● Dataset content
-.-.-

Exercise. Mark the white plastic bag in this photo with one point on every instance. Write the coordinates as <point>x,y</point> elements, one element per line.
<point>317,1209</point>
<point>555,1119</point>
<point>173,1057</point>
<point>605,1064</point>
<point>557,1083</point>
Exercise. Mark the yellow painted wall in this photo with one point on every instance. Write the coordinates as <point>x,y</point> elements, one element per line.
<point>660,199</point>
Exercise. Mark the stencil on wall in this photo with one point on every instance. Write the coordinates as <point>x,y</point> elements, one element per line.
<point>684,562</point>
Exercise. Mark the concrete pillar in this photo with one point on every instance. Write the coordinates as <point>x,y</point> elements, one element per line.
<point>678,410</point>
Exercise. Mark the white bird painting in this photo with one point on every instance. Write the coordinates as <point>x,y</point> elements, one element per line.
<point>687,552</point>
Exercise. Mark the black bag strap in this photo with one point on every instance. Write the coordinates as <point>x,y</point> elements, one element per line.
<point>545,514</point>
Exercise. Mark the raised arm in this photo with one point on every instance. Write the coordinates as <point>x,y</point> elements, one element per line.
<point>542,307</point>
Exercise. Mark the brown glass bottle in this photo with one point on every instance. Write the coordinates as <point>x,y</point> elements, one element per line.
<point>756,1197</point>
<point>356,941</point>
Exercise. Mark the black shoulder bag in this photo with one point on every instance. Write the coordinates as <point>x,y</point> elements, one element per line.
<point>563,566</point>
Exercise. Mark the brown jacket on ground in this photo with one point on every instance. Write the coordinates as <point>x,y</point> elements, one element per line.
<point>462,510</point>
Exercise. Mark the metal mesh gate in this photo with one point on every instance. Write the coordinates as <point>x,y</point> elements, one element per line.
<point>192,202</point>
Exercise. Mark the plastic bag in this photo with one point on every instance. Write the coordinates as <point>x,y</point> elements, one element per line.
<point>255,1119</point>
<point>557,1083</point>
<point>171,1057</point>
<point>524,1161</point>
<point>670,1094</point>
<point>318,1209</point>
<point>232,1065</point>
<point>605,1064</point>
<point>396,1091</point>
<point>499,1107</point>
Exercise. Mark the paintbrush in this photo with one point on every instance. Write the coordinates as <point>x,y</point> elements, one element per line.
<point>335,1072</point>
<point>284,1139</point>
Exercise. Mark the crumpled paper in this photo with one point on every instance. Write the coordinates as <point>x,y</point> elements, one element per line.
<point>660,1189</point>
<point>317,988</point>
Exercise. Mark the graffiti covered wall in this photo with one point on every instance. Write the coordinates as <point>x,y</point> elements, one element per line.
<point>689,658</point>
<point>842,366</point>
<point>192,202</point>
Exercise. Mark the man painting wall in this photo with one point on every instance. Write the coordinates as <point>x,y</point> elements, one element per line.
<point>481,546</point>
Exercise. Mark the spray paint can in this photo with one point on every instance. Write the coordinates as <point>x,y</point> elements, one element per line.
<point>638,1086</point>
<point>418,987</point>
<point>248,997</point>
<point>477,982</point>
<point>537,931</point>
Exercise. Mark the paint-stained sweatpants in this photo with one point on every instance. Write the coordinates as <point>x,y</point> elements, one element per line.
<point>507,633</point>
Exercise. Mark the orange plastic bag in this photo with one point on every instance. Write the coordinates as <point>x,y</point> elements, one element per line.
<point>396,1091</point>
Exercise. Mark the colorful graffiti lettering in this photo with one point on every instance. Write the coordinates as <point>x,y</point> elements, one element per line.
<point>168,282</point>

-.-.-

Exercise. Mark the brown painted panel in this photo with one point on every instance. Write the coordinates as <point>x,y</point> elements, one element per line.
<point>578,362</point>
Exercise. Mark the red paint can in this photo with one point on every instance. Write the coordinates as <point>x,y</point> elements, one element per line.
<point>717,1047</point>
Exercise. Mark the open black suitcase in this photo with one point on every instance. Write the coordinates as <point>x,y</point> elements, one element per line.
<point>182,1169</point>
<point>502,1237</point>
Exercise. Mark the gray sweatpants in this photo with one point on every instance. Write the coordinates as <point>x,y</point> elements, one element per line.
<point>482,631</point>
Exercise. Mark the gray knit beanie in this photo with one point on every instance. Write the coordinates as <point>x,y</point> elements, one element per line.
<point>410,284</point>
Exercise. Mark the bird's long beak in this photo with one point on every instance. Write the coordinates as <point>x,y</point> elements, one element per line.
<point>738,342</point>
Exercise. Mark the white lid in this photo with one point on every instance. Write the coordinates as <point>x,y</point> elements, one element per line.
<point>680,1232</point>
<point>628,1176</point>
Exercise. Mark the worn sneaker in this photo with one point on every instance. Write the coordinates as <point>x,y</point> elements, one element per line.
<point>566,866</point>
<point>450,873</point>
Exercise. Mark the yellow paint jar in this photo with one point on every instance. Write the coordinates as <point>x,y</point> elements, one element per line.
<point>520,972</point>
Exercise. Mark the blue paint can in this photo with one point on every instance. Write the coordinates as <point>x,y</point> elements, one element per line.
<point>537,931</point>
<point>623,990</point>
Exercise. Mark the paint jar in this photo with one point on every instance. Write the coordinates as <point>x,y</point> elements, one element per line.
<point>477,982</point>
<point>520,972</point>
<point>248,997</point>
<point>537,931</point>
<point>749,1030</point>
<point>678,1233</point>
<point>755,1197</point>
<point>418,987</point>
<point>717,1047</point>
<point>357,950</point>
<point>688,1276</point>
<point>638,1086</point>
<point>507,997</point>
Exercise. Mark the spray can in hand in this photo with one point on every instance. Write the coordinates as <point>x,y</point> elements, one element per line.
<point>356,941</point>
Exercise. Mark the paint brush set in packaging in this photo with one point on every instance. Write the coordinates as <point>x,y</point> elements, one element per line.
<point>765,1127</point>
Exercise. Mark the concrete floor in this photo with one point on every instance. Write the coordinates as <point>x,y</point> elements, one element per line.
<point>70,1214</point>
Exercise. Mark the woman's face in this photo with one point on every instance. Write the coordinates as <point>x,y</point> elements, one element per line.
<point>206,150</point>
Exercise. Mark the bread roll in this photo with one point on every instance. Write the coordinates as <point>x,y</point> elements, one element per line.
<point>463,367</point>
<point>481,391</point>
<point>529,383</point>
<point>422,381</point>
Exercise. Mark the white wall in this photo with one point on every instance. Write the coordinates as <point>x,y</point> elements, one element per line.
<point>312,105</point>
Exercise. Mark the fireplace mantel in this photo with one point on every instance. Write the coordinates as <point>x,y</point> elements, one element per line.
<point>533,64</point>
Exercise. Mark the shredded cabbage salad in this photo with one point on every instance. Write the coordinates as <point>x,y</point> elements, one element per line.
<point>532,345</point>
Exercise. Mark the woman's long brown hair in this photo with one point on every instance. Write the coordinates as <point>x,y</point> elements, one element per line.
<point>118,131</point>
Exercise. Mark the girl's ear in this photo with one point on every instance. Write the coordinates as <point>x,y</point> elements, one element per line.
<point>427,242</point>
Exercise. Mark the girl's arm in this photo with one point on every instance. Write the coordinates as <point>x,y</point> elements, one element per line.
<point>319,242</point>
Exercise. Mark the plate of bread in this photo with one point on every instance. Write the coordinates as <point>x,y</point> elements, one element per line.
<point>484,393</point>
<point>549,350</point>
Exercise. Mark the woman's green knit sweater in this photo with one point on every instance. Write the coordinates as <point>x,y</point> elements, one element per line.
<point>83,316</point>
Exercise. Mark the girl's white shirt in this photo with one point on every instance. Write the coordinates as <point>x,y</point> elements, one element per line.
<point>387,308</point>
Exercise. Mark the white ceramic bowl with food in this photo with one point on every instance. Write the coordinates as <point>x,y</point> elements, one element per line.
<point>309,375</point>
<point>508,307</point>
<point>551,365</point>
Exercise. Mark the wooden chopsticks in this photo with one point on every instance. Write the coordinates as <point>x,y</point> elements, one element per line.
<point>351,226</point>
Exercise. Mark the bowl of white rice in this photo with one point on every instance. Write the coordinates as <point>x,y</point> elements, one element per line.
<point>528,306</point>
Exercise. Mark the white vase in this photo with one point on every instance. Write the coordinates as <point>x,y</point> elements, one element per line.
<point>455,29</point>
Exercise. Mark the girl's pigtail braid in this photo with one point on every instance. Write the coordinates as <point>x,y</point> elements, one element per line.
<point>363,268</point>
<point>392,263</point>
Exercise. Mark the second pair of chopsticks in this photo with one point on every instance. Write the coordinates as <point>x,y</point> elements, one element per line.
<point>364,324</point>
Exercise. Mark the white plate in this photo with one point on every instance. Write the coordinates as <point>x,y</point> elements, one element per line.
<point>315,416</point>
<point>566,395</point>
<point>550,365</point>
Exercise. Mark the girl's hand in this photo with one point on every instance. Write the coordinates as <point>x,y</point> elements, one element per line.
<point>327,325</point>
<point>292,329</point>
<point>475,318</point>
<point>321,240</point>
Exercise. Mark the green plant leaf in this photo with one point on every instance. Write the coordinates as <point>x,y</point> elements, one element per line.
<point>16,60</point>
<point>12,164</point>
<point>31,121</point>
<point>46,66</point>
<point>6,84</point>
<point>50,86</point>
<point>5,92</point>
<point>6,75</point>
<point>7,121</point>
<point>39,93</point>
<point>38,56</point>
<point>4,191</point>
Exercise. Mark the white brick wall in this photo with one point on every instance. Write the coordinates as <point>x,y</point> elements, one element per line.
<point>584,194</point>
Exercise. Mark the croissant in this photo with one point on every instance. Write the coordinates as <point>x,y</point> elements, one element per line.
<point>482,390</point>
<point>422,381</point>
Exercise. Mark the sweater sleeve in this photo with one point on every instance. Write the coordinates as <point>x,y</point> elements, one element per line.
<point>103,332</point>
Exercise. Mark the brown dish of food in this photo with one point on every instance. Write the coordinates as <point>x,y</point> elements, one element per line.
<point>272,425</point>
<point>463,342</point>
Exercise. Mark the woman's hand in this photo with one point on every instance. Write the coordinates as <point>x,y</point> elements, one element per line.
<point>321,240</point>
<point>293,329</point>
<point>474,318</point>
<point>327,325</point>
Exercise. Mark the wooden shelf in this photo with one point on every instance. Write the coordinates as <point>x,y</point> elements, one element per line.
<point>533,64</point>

-.-.-

● Goal of the exercise
Reproduce the records from the line with "Exercise. Mark the worn" to the line with "<point>450,873</point>", requests included, shifting every coordinate in the answers by -138.

● Task solution
Exercise. Mark the worn sneaker in this photo with one point on every instance. Write the coordinates as <point>x,y</point> elements, one element per line.
<point>428,728</point>
<point>312,735</point>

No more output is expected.